(Pointing dataset records)
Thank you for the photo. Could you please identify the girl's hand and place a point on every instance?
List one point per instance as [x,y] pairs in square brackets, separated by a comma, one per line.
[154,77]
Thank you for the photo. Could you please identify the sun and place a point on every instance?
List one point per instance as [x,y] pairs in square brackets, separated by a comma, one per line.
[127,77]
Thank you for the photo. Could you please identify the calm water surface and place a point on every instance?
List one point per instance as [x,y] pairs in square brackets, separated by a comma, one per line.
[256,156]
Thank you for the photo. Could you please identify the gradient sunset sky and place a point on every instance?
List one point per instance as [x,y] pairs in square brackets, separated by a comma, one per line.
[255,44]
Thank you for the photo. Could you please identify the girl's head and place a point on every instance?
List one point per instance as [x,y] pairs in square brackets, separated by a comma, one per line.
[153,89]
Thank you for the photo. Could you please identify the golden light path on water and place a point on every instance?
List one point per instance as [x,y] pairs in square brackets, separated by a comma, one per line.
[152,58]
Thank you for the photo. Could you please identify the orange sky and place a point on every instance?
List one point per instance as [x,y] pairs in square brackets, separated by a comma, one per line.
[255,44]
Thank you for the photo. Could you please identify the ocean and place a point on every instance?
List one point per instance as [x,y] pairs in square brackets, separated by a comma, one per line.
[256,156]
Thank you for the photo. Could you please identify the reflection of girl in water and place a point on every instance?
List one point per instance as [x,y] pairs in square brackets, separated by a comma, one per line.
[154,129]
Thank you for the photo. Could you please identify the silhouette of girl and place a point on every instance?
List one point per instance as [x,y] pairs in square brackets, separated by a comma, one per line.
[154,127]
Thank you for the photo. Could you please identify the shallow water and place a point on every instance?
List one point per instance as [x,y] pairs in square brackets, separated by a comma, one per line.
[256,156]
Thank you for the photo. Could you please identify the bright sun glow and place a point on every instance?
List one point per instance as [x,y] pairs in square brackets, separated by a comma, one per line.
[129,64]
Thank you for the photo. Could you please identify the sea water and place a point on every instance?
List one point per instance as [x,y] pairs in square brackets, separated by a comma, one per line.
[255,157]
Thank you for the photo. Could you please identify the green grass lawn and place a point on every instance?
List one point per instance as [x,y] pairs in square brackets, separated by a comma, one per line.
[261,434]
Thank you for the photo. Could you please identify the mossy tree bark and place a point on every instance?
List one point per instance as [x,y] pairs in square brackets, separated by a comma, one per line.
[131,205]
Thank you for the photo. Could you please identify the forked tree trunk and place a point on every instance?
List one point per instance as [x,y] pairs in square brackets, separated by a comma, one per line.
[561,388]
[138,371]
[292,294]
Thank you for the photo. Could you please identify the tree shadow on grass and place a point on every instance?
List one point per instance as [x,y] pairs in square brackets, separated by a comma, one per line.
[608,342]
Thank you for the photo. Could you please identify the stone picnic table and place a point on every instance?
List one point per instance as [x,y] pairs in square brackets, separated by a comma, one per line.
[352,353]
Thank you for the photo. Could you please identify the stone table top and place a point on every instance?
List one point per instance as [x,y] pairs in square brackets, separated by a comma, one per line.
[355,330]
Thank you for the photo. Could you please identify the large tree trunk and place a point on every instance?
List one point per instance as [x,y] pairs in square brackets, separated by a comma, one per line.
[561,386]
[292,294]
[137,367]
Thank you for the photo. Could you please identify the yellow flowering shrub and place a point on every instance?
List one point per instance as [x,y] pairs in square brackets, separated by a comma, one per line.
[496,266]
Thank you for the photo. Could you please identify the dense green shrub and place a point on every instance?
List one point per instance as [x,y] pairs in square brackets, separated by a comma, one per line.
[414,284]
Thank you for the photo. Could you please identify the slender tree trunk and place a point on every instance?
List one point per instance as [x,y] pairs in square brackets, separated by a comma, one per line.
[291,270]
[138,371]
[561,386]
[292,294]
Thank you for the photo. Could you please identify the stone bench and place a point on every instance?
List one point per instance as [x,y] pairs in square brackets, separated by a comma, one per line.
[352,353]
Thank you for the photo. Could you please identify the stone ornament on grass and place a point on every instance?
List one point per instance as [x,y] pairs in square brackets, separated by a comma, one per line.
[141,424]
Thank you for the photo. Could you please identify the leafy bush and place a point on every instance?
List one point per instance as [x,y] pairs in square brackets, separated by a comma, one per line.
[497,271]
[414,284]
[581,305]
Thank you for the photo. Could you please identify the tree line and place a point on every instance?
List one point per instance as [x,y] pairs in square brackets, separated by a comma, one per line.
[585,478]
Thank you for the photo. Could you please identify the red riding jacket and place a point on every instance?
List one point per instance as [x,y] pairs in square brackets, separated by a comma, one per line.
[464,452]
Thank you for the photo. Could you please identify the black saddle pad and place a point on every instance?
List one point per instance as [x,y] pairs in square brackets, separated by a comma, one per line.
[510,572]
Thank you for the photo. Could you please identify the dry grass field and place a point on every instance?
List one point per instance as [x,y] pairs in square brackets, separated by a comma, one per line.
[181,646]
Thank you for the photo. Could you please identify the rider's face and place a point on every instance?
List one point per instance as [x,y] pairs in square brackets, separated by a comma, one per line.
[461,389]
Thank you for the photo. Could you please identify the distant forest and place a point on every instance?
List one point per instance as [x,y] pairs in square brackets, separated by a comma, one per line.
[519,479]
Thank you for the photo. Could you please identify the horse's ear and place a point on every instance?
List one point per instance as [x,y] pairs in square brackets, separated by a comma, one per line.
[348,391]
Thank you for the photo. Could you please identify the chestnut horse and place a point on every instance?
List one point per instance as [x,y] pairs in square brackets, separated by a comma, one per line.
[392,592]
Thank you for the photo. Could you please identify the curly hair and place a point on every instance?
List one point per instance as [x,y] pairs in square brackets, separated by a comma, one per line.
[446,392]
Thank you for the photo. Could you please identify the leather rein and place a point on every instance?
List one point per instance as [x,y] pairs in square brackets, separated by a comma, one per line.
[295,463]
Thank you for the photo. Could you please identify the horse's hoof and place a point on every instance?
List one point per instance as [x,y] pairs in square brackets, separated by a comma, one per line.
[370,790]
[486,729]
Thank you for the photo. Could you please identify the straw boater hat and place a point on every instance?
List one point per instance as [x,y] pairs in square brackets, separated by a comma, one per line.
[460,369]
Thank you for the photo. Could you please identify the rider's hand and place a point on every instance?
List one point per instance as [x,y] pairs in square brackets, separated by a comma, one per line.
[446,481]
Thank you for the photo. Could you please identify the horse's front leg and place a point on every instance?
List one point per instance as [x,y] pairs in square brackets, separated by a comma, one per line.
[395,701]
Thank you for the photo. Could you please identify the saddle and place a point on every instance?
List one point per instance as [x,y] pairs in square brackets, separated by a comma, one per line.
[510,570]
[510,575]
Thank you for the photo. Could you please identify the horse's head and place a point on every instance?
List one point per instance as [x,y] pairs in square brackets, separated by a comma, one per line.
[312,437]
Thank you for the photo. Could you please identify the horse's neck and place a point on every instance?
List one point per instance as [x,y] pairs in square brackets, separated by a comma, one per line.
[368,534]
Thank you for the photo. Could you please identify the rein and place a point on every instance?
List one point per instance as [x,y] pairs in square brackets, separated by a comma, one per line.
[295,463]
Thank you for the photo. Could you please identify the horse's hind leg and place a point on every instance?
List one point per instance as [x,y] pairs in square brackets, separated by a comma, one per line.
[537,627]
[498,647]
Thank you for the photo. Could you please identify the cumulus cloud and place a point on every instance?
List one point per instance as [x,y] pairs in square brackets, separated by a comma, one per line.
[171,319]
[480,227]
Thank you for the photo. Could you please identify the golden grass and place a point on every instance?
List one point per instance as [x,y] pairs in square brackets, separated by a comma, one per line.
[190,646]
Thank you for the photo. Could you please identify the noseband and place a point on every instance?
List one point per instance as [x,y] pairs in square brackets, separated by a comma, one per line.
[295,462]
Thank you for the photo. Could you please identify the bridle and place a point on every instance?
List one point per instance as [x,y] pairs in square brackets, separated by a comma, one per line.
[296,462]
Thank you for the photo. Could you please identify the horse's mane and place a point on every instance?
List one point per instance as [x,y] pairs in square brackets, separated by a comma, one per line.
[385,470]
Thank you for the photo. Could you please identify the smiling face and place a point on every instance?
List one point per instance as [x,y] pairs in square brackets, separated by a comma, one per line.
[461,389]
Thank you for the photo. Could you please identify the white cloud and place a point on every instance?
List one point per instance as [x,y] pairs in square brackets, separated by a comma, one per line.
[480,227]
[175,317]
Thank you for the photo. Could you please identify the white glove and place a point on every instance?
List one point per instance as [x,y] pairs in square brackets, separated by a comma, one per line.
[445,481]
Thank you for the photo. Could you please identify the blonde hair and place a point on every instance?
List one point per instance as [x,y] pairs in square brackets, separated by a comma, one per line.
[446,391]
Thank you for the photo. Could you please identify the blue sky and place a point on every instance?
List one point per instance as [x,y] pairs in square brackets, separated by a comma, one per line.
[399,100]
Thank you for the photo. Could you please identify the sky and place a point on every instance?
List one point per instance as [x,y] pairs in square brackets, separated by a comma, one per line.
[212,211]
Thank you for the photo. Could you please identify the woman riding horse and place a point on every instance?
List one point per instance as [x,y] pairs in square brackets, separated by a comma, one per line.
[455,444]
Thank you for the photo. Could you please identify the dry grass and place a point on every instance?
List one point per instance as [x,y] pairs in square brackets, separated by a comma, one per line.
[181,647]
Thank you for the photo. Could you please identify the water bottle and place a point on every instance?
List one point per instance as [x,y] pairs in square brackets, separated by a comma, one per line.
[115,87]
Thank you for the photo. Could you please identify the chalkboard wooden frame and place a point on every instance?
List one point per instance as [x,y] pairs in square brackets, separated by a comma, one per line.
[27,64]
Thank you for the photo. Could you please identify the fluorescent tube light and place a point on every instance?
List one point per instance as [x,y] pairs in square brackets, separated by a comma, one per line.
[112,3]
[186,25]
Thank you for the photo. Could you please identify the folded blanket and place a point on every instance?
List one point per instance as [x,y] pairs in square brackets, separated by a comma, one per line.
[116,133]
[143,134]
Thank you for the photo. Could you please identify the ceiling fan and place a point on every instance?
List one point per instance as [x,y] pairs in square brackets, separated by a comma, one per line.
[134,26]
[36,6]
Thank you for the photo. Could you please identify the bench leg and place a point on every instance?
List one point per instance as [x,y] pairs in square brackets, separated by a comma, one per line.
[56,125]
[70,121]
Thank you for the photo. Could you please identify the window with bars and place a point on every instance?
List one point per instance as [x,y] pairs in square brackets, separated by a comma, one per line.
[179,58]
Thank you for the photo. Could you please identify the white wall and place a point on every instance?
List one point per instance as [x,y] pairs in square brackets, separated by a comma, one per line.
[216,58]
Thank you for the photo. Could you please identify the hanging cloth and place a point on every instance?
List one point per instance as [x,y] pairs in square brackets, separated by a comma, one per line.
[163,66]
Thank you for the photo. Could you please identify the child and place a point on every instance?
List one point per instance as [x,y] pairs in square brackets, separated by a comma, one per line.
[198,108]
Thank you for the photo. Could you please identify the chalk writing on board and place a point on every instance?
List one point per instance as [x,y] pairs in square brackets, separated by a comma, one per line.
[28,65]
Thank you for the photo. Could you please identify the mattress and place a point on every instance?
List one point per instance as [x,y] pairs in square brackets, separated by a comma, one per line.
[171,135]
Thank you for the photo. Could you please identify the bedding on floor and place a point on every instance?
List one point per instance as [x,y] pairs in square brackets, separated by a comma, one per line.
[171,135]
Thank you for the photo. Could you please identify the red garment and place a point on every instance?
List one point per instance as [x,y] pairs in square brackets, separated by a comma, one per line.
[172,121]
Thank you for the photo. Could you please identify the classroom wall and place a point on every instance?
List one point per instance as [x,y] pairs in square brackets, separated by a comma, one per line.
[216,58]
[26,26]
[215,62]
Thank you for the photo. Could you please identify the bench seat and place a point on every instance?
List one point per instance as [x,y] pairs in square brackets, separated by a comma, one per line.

THE EXERCISE: Give the lines exactly as they stand, from the line with "garment and place a point on every instance?" through the end of the material.

RESULT OF THE TASK:
Thank you for the photo. Could you please identify the red garment and place a point on every instance?
List one point per instance as [x,y] pairs in square brackets, separated by a comma, one per line.
[172,121]
Thank you for the photo. Could you please identify the classroom wall and place a point on every instance?
List one point per instance as [x,y] pairs in square brackets, separated by a comma, one per line.
[216,58]
[26,26]
[215,62]
Thank you for the photo. Could you please identify the bench seat and place a point on every instance?
List one point per instance as [x,y] pairs in square brackets, separated by a comma, one per line.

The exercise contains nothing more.